--- Start INFORMATION PROVIDED ---

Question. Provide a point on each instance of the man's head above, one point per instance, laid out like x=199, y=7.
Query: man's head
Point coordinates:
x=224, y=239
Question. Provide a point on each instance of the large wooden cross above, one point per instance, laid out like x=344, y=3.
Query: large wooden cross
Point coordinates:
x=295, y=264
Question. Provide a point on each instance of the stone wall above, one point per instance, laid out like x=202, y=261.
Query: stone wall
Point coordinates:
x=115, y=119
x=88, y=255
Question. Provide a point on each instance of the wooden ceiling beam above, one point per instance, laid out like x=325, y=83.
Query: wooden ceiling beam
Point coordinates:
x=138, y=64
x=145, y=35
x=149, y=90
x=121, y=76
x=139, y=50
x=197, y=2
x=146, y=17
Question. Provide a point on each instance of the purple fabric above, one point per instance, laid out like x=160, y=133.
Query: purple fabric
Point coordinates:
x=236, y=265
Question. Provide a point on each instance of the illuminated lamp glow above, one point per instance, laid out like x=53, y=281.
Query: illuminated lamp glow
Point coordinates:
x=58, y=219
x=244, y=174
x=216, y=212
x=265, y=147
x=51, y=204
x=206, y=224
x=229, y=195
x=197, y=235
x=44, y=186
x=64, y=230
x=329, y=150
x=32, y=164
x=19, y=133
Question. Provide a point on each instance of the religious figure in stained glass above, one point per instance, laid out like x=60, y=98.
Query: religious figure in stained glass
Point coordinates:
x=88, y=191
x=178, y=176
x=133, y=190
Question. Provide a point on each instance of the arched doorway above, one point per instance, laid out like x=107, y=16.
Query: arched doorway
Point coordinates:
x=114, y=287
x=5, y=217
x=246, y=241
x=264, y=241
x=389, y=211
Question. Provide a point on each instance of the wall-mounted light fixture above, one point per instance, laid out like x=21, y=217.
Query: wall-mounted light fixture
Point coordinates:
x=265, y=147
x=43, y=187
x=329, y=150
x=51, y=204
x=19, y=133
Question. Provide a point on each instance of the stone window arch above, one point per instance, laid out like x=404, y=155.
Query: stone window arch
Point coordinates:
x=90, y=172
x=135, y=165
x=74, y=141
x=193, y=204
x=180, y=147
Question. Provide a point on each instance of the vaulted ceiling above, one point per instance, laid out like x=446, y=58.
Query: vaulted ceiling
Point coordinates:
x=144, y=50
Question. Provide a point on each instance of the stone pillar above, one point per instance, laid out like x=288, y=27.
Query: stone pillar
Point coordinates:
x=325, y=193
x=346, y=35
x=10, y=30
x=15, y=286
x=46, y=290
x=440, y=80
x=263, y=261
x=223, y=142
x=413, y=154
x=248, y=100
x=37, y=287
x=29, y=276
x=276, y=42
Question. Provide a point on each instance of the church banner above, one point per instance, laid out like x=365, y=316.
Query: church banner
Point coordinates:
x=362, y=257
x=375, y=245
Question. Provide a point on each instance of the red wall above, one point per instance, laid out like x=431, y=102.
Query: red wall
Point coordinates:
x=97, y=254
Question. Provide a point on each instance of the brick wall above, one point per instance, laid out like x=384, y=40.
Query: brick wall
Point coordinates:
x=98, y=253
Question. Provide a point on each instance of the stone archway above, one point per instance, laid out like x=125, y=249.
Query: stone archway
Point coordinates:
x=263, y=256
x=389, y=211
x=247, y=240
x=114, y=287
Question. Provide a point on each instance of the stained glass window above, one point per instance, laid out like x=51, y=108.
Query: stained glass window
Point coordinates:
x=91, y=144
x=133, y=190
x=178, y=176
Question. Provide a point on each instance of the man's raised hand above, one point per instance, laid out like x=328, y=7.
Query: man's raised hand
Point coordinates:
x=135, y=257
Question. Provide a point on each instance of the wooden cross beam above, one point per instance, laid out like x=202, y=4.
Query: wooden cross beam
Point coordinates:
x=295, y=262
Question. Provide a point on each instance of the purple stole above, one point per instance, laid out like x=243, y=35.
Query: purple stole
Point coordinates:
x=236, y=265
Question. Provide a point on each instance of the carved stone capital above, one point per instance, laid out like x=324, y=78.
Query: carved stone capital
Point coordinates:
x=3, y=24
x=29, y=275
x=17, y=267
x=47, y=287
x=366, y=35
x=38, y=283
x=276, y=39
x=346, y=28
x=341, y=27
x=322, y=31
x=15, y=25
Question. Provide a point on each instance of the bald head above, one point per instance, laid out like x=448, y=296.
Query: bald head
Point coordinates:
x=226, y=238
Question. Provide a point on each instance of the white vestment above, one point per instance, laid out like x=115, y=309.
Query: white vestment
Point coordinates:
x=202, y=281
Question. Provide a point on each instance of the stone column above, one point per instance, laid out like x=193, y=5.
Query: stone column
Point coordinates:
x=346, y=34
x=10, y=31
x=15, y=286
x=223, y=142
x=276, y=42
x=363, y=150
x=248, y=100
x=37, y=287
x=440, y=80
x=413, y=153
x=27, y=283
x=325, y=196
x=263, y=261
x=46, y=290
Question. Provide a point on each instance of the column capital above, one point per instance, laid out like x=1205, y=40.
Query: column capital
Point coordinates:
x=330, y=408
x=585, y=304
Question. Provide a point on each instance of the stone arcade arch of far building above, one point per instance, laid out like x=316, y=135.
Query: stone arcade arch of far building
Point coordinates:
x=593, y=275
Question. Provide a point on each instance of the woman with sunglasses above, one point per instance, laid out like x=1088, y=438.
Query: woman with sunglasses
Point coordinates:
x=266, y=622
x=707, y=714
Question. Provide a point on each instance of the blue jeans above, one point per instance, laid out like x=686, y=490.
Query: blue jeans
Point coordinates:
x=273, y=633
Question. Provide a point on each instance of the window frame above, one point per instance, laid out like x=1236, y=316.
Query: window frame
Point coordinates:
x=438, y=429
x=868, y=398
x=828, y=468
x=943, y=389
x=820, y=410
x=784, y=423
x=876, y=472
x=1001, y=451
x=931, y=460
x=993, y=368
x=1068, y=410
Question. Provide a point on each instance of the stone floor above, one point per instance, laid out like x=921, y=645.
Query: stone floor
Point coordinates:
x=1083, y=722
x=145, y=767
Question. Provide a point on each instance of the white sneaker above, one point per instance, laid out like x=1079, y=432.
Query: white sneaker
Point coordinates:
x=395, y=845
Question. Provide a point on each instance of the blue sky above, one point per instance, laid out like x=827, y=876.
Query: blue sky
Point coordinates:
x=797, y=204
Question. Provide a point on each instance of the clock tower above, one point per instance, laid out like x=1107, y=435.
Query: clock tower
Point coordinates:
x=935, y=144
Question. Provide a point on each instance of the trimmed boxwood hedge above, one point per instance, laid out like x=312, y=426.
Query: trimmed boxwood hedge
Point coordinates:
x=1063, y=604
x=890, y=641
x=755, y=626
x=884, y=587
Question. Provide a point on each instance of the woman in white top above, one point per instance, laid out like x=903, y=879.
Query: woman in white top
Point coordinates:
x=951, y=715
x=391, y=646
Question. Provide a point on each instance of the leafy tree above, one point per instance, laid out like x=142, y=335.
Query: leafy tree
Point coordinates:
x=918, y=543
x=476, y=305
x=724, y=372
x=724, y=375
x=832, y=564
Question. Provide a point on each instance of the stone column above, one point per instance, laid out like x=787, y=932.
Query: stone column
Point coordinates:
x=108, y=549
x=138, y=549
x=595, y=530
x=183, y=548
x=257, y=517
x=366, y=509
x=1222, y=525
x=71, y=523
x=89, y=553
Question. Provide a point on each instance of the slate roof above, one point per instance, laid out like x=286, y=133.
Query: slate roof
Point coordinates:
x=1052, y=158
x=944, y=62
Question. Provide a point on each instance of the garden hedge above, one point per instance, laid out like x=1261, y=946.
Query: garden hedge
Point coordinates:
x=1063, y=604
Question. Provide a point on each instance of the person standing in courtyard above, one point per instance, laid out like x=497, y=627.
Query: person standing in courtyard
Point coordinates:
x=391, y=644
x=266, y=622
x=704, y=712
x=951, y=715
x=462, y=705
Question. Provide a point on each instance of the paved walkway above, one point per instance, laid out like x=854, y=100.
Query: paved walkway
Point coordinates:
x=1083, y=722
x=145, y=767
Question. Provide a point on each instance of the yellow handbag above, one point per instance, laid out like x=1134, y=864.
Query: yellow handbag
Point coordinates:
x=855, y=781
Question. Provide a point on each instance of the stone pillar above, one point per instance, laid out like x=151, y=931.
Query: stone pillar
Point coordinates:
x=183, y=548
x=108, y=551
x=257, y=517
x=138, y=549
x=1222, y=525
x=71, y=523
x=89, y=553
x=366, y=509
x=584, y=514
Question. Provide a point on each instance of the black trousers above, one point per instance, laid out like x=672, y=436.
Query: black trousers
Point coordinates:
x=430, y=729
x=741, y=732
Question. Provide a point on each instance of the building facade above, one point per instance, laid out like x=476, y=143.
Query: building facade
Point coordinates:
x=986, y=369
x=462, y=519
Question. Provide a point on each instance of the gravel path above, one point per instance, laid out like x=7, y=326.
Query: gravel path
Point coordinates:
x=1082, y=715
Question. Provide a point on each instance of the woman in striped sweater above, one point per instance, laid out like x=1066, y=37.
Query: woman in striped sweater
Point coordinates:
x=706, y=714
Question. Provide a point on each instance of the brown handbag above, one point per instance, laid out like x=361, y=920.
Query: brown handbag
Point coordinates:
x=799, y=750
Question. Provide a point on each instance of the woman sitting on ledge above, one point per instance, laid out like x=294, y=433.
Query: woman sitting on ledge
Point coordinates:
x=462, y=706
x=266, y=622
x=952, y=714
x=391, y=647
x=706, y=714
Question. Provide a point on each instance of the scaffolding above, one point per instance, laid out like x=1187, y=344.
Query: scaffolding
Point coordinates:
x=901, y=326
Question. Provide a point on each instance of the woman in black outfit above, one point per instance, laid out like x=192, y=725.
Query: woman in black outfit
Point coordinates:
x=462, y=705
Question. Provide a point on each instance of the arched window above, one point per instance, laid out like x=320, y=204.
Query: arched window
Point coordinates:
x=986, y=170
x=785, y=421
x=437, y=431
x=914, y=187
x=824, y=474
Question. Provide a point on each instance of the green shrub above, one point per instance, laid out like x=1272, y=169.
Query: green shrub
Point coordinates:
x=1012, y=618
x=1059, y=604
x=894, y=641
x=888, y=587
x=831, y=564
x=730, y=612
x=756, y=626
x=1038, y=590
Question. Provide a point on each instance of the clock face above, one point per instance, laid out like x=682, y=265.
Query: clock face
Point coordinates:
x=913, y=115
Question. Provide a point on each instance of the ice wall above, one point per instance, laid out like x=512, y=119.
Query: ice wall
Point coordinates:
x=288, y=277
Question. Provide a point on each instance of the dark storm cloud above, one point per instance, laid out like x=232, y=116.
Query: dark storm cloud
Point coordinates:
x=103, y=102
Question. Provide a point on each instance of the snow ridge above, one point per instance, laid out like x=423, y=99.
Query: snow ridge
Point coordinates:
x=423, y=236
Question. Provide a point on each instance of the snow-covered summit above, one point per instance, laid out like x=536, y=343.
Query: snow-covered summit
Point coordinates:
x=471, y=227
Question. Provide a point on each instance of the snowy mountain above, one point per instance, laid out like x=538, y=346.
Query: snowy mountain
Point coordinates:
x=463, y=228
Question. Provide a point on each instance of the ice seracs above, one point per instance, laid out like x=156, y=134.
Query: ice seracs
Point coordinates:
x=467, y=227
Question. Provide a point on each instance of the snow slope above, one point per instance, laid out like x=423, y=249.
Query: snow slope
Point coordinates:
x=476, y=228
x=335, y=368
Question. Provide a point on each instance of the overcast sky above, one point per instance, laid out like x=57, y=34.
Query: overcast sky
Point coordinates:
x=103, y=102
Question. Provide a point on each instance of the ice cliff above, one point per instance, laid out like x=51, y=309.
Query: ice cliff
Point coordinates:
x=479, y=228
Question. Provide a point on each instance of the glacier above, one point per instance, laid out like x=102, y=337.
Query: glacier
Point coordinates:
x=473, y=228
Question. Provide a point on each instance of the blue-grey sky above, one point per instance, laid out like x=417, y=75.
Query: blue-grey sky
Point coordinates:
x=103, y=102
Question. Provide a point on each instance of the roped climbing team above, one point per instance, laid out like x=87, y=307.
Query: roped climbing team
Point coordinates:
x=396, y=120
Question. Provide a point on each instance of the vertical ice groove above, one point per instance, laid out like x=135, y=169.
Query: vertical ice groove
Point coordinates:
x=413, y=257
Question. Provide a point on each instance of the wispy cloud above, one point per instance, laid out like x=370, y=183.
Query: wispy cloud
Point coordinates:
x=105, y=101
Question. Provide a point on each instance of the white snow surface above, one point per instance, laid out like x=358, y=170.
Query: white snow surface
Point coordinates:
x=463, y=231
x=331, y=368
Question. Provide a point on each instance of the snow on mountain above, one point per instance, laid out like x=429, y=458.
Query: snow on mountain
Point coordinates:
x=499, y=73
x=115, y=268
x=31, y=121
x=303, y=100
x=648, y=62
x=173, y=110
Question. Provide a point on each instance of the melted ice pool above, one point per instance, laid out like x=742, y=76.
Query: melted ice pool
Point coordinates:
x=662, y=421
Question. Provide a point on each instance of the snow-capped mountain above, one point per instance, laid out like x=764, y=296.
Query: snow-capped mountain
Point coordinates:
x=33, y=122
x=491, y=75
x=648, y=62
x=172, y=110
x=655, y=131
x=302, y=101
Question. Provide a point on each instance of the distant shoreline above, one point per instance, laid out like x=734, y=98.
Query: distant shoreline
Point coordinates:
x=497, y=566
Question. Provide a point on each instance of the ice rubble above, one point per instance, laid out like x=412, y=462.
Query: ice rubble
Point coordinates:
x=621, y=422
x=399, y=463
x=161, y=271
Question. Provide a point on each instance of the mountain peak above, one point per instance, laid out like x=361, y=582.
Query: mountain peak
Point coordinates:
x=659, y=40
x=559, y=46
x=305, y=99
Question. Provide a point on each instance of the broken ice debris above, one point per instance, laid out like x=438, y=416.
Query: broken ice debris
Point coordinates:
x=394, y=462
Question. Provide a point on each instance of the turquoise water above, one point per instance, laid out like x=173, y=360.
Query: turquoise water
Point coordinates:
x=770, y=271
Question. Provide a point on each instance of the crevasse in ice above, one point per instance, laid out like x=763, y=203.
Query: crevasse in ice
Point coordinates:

--- End INFORMATION PROVIDED ---

▶ _DIRECTIONS_
Copy word for word the part of the material that opens with the line containing "Question. Provide a point on each instance of the wispy" and closes with the line containing "x=331, y=368". Include both of those lines.

▶ _RESULT OF THE TASK_
Question. Provide a point on each instance of the wispy cloud above, one point per instance, laid out like x=370, y=183.
Query: wispy cloud
Point coordinates:
x=105, y=101
Question. Provide a point on each instance of the white snow surface above, one point per instance, laid out like x=358, y=170.
Query: white snow surface
Point coordinates:
x=463, y=231
x=331, y=368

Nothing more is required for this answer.